Given entries ▸
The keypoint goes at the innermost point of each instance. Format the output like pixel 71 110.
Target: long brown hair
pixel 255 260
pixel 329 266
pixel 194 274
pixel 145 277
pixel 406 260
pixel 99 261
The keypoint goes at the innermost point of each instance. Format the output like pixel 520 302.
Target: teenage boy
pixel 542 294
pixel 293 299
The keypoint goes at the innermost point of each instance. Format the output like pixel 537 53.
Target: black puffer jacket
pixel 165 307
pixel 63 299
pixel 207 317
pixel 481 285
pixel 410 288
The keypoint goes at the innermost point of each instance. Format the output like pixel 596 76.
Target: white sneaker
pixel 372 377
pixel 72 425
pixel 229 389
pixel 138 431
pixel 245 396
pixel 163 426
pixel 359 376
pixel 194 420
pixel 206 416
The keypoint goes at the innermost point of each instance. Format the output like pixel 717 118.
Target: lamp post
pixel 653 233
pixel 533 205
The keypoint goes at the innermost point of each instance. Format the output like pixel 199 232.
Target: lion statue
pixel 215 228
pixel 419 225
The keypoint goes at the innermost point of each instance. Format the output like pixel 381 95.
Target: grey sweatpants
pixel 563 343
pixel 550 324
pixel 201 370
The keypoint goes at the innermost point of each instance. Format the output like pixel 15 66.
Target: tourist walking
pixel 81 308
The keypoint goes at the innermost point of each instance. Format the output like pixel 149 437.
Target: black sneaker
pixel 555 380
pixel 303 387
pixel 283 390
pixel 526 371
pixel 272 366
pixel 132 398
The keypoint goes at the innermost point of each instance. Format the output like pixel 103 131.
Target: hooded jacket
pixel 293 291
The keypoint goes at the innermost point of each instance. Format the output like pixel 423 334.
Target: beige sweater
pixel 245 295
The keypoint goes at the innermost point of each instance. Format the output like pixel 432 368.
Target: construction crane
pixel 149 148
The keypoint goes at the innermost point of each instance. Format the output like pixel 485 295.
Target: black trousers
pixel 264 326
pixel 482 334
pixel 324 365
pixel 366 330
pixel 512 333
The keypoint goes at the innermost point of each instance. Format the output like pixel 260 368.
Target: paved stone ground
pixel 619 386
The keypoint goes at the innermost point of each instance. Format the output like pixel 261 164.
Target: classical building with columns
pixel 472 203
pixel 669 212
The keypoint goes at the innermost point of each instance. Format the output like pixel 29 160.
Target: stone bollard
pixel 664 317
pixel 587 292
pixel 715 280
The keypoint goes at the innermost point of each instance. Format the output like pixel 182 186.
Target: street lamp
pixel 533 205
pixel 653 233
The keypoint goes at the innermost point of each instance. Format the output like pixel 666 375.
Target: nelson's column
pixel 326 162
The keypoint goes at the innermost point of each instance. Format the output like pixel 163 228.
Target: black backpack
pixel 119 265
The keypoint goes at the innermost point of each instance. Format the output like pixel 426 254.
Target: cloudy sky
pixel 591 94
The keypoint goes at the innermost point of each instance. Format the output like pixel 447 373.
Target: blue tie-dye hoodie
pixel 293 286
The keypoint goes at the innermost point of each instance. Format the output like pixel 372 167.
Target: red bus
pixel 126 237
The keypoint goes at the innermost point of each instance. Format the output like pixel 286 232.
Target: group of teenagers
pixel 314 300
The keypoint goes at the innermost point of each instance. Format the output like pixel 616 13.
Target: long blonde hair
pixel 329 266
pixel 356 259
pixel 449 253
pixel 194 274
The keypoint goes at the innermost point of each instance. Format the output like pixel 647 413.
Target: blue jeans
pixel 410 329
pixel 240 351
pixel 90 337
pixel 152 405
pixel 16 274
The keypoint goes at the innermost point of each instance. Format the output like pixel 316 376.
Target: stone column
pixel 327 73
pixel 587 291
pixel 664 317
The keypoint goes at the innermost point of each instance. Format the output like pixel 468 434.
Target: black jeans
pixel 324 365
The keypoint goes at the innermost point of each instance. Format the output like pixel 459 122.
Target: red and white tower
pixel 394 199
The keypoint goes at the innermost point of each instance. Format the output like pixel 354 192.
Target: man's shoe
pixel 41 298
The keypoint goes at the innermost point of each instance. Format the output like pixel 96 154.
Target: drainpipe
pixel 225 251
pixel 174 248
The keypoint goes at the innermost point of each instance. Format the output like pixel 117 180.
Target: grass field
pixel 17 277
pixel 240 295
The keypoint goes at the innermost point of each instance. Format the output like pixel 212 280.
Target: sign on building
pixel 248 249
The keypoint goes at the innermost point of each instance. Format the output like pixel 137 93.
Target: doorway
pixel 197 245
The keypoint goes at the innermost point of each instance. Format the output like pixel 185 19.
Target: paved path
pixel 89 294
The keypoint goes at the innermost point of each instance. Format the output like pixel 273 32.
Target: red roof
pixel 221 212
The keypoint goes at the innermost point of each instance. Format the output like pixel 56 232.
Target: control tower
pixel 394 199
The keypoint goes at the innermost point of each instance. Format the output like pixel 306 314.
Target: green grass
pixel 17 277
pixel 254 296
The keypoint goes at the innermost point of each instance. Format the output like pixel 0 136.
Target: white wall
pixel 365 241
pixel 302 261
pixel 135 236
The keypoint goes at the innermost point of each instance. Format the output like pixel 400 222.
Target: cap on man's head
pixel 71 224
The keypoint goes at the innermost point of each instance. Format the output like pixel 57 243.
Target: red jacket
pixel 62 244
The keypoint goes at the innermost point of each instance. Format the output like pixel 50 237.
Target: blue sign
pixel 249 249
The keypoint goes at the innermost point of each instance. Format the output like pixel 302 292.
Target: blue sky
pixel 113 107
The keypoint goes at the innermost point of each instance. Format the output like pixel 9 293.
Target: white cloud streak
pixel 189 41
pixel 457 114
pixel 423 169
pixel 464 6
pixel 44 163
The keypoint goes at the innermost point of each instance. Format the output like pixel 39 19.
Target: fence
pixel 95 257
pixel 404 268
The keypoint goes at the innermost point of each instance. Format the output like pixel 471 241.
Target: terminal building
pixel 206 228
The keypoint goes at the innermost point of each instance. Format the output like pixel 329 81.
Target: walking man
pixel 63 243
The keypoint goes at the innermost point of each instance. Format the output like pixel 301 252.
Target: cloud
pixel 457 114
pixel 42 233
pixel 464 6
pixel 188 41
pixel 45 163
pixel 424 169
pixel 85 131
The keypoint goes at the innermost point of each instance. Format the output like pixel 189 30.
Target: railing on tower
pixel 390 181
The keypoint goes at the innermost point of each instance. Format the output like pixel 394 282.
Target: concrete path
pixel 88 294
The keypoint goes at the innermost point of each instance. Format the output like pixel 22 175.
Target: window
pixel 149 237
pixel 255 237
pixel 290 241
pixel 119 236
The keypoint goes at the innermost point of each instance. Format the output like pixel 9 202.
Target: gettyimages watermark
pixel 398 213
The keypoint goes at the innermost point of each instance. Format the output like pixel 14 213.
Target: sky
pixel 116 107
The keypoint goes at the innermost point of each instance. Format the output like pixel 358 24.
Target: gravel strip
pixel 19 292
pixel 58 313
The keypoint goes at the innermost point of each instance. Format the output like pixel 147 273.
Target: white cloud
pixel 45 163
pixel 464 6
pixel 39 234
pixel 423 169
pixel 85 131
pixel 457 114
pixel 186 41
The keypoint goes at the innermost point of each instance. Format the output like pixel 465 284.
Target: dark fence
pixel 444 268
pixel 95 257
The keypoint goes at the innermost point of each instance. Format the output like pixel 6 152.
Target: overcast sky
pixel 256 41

--

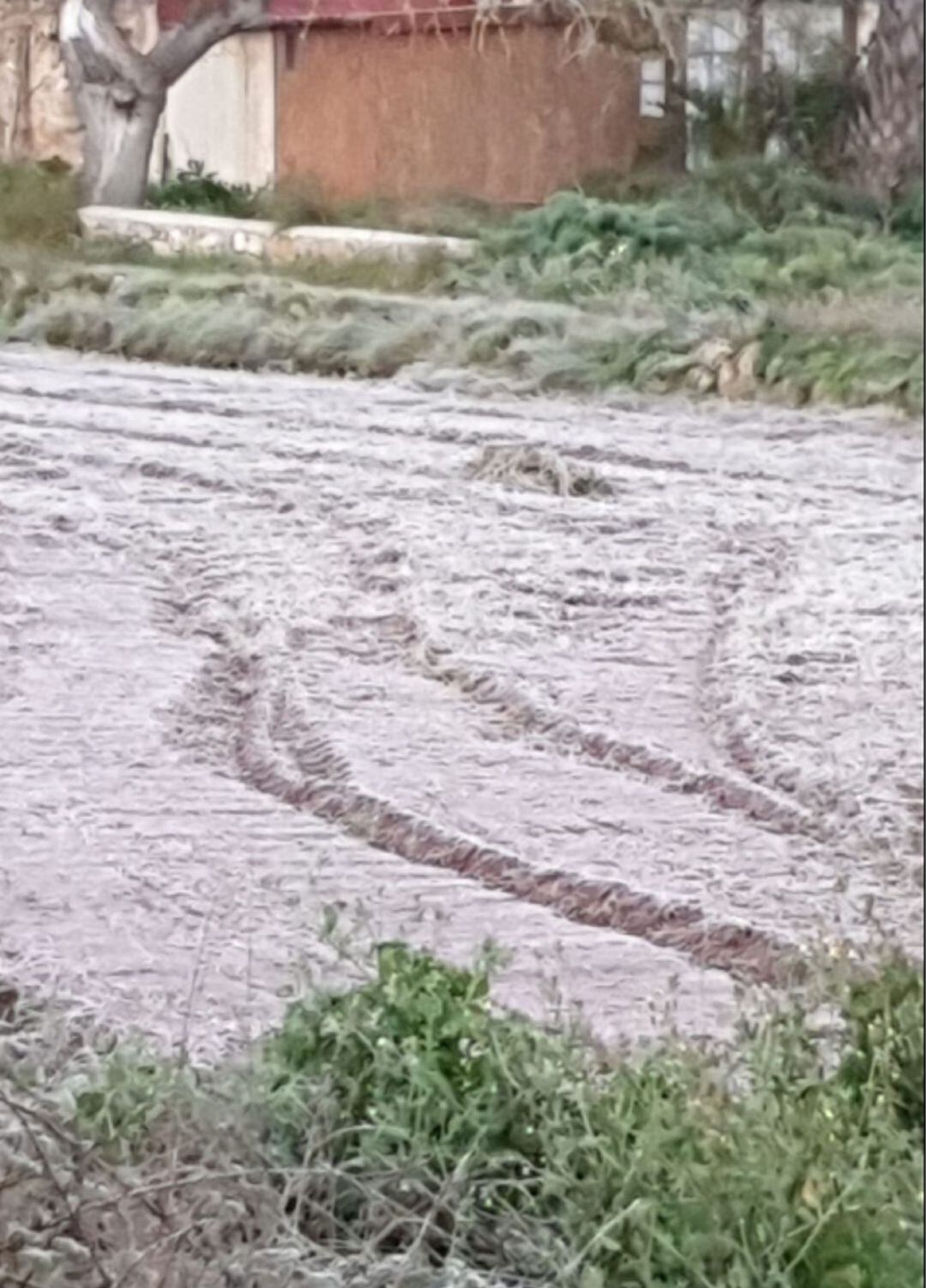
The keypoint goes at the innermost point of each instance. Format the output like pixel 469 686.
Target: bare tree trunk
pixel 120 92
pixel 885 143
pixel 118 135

==

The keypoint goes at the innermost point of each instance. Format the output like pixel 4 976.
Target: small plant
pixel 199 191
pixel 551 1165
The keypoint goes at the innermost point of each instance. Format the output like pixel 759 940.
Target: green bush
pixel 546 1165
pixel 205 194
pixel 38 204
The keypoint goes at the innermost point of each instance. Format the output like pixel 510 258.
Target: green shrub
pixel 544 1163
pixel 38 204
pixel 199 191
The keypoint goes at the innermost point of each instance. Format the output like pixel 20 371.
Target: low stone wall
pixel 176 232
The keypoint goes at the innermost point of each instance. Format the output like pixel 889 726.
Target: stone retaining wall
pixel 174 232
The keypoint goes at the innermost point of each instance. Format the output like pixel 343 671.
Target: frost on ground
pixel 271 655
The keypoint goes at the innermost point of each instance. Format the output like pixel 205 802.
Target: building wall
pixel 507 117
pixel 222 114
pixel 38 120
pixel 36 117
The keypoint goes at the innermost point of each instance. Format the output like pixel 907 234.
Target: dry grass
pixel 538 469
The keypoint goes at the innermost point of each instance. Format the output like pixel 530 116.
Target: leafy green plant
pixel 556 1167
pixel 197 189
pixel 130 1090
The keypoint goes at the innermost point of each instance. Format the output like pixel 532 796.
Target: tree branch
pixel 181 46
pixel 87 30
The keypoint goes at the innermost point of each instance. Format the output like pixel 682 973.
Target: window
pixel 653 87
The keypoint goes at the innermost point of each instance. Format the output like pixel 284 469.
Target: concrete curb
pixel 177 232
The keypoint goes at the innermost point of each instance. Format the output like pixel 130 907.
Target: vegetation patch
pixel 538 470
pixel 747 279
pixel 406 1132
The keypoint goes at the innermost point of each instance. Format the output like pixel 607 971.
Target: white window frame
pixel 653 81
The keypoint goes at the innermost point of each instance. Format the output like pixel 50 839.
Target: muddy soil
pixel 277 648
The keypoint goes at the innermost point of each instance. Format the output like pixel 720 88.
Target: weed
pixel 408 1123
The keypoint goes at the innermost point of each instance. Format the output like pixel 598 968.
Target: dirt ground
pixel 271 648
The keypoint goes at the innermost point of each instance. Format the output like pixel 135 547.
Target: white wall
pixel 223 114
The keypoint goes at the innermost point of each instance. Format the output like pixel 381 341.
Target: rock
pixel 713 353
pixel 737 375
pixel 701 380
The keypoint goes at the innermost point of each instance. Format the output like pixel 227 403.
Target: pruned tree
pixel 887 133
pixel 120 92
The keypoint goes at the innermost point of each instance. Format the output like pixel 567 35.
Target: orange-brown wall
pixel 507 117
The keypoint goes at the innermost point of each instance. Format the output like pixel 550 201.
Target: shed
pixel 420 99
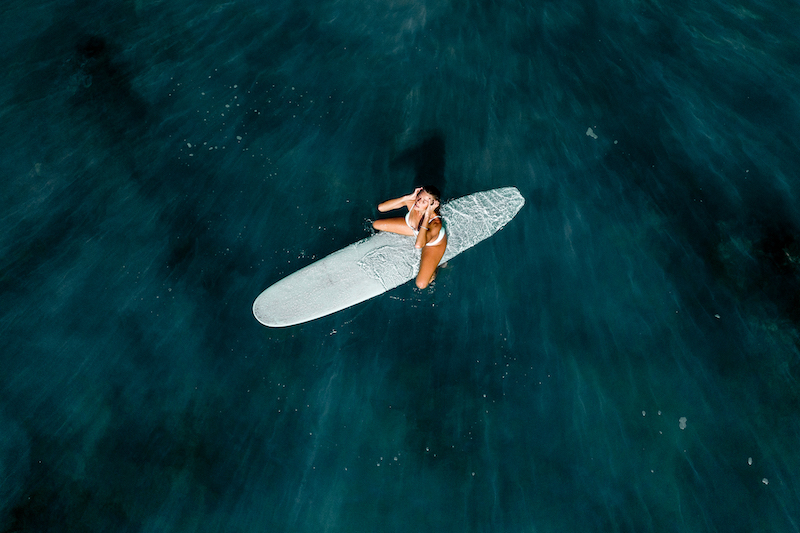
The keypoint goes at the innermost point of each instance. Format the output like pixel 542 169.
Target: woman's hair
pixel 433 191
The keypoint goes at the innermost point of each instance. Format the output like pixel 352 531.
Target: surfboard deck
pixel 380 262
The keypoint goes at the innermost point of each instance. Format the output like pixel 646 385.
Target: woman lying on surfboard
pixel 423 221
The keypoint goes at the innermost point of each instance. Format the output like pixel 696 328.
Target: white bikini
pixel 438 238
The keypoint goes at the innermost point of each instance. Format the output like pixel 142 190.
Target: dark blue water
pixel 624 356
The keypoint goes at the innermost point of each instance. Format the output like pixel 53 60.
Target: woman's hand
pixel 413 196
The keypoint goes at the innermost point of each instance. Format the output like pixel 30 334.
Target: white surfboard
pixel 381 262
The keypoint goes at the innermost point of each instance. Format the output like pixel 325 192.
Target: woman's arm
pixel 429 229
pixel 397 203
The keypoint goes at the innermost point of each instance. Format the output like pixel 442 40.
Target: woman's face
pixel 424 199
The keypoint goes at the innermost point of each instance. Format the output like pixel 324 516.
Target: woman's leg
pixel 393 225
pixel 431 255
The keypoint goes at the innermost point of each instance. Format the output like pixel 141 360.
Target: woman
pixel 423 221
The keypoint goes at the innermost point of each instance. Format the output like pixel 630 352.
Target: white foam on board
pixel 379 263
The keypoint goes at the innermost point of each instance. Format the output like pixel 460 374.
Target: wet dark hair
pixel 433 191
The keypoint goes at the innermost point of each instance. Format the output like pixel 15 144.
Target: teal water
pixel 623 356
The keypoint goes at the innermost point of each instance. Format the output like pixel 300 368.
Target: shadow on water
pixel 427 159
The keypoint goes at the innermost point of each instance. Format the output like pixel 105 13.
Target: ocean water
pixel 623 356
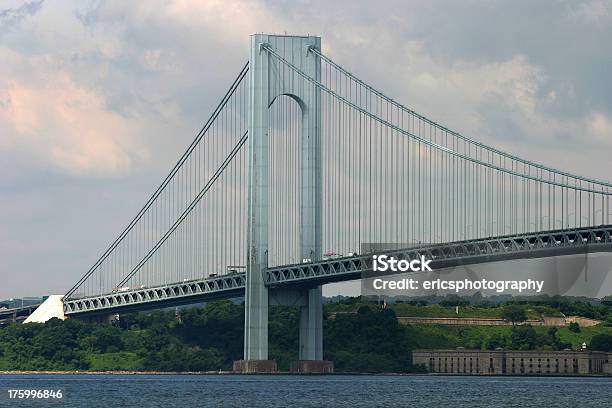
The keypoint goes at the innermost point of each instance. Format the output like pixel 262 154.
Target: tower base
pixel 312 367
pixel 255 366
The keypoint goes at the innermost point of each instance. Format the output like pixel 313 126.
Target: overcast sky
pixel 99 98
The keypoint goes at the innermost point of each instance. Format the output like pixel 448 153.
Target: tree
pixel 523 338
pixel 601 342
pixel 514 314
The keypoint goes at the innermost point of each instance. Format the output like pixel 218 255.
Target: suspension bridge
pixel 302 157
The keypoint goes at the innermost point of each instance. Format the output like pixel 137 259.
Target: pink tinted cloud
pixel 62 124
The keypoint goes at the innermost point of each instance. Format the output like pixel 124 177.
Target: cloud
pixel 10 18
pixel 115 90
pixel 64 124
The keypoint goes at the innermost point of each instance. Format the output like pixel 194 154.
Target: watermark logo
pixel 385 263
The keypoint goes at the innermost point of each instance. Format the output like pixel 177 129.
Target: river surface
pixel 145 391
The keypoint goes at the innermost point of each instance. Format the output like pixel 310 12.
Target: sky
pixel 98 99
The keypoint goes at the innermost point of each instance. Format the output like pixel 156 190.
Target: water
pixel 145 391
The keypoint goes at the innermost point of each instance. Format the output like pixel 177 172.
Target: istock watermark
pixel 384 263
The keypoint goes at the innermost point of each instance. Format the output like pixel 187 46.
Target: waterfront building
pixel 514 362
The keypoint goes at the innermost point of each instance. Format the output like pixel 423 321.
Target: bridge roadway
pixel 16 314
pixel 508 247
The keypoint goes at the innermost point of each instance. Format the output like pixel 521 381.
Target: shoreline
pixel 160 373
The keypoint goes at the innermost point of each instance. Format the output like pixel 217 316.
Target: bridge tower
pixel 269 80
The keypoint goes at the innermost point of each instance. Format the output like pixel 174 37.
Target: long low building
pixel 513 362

Aim ▸ In the listing, change "teenage boy" to "young man" in the lines from the one with "pixel 71 110." through the one with "pixel 410 288", and give those lines back with nothing else altered.

Full output ▸
The keypoint goes at the innermost point of each instance. Format the output like pixel 71 110.
Target: long brown hair
pixel 255 260
pixel 329 266
pixel 194 274
pixel 145 277
pixel 406 260
pixel 99 261
The keypoint goes at the innermost point of each instance. Format the output like pixel 520 302.
Target: young man
pixel 542 294
pixel 293 299
The keypoint goes at the innermost point of each instance. Format the output like pixel 537 53.
Target: black puffer jacket
pixel 165 307
pixel 63 299
pixel 207 317
pixel 481 285
pixel 410 288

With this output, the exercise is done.